* Task statement
Write out all the material exactly. Leave nothing out.

━━ Data provided ━━

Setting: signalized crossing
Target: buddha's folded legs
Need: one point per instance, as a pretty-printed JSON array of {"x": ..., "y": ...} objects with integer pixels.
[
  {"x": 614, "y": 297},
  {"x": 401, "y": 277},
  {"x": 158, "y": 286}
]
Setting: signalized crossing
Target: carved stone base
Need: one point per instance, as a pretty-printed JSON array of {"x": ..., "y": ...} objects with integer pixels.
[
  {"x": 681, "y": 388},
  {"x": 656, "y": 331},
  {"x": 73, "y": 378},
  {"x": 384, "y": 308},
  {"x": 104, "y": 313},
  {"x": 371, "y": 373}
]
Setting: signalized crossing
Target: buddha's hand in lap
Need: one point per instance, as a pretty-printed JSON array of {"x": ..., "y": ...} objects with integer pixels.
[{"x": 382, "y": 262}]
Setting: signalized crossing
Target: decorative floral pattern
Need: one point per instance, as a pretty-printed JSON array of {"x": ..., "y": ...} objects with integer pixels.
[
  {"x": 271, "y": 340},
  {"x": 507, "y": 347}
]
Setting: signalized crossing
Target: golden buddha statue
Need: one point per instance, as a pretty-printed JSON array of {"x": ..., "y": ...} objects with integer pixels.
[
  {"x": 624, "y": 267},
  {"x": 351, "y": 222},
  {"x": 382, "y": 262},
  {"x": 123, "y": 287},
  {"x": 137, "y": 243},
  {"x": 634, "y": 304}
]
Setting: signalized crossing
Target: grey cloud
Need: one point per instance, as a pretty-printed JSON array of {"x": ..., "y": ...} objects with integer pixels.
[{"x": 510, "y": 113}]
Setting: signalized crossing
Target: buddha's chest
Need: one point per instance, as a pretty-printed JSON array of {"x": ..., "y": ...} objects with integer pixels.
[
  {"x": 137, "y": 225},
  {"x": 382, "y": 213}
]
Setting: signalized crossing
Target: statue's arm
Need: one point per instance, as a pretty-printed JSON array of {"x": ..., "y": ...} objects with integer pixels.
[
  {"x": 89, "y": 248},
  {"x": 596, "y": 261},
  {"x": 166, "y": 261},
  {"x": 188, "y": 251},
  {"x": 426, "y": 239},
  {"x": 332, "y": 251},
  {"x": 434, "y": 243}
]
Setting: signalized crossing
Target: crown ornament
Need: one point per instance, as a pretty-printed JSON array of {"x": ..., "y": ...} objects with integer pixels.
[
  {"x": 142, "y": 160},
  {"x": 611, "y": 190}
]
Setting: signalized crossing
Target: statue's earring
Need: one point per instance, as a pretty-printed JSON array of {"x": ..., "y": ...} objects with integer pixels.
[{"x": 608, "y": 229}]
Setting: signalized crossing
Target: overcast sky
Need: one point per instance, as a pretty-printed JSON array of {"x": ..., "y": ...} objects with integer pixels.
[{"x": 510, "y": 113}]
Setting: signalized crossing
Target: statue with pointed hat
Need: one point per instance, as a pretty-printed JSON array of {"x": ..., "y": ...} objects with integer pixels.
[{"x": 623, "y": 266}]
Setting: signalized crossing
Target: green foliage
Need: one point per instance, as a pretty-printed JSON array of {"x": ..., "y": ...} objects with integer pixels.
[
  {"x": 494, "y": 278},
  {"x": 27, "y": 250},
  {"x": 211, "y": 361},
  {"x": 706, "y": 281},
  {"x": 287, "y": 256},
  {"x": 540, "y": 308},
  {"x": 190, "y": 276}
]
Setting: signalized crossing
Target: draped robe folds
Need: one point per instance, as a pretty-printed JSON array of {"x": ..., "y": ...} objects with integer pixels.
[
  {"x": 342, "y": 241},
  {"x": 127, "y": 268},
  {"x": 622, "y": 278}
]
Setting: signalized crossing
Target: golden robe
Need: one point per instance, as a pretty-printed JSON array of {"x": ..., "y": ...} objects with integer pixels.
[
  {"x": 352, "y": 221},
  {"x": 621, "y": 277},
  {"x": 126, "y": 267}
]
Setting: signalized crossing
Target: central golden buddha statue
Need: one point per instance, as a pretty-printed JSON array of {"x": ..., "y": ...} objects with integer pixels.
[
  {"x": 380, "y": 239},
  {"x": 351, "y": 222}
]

━━━

* Task output
Setting: signalized crossing
Target: buddha's folded legs
Need: one point per instance, as a pretty-printed JSON array of {"x": ..., "y": ...} objects with integer pixels.
[
  {"x": 614, "y": 297},
  {"x": 401, "y": 277},
  {"x": 158, "y": 286}
]
Setting: signalized crossing
Target: carved stone base
Need: one point per instance, as a pretty-printed JSON array of {"x": ..., "y": ...} objects with integer pixels.
[
  {"x": 681, "y": 388},
  {"x": 656, "y": 331},
  {"x": 73, "y": 378},
  {"x": 384, "y": 308},
  {"x": 104, "y": 313},
  {"x": 371, "y": 373}
]
Setting: signalized crossing
Target: buddha's hand in lap
Need: one point per instance, as a pretty-printed JSON array of {"x": ..., "y": ...} objects with integer pixels.
[{"x": 382, "y": 262}]
Setting: signalized crossing
Target: decorative floral pattern
Need: one point per instance, as a pretty-printed JSON array of {"x": ..., "y": ...} objects with integer pixels.
[
  {"x": 271, "y": 340},
  {"x": 507, "y": 347}
]
Setting: signalized crossing
Target: golden buddha statue
Need: one point per instance, as a pretty-printed JSON array of {"x": ..., "y": ...} objects with integer pixels.
[
  {"x": 624, "y": 267},
  {"x": 351, "y": 222},
  {"x": 382, "y": 262},
  {"x": 123, "y": 287},
  {"x": 137, "y": 243},
  {"x": 634, "y": 304}
]
Setting: signalized crossing
Target: grey cloud
Need: one point per instance, as a pretty-printed JSON array of {"x": ..., "y": ...} objects with integer pixels.
[{"x": 510, "y": 113}]
Setting: signalized crossing
Target: buddha's chest
Need: one point per instance, as a pretty-printed JSON array of {"x": ..., "y": ...} objects with integer pixels.
[
  {"x": 137, "y": 225},
  {"x": 382, "y": 213}
]
Setting: signalized crossing
Target: statue's arm
Need: one point per instance, as a pretty-printed JSON array of {"x": ..., "y": ...} objects with integer pixels.
[
  {"x": 89, "y": 248},
  {"x": 596, "y": 261},
  {"x": 166, "y": 261},
  {"x": 188, "y": 251},
  {"x": 426, "y": 239},
  {"x": 332, "y": 251},
  {"x": 434, "y": 243}
]
Setting: signalized crossing
Target: crown ornament
Need: one point per instance, as a pretty-printed JSON array of {"x": ..., "y": ...} objects with integer pixels.
[
  {"x": 142, "y": 160},
  {"x": 611, "y": 190}
]
Setting: signalized crossing
Target: statue's earring
Need: one point per instance, as a pretty-printed JSON array of {"x": ..., "y": ...} objects with integer pixels.
[{"x": 608, "y": 229}]
Setting: signalized crossing
Target: overcast sky
Need: one point per instance, as a pretty-printed JSON array of {"x": ..., "y": ...} objects with integer pixels.
[{"x": 510, "y": 113}]
Setting: signalized crossing
Target: statue with pointed hat
Need: one point per instance, as a pretty-printed JSON array of {"x": ..., "y": ...} objects with integer pixels.
[{"x": 623, "y": 266}]
Setting: signalized crossing
Target: green foliage
Need: one point per instance, as a pretty-printed JSON array of {"x": ..., "y": ...} objects with integer pixels.
[
  {"x": 494, "y": 278},
  {"x": 27, "y": 250},
  {"x": 211, "y": 361},
  {"x": 706, "y": 281},
  {"x": 287, "y": 256},
  {"x": 540, "y": 308},
  {"x": 190, "y": 276}
]
Setting: signalized crossing
Target: draped robe folds
Need: one point per instance, as a pretty-printed JSON array of {"x": ..., "y": ...} objects with integer pixels.
[
  {"x": 342, "y": 241},
  {"x": 127, "y": 268},
  {"x": 622, "y": 278}
]
Setting: signalized crossing
Target: golden robe
Need: one point per instance, as a pretty-printed JSON array of {"x": ..., "y": ...} objects with integer pixels.
[
  {"x": 352, "y": 221},
  {"x": 621, "y": 277},
  {"x": 126, "y": 267}
]
Setting: signalized crossing
Target: central golden buddha statue
Need: one point per instance, as a pretty-printed JSON array of {"x": ..., "y": ...} objects with integer pixels.
[
  {"x": 380, "y": 239},
  {"x": 351, "y": 222}
]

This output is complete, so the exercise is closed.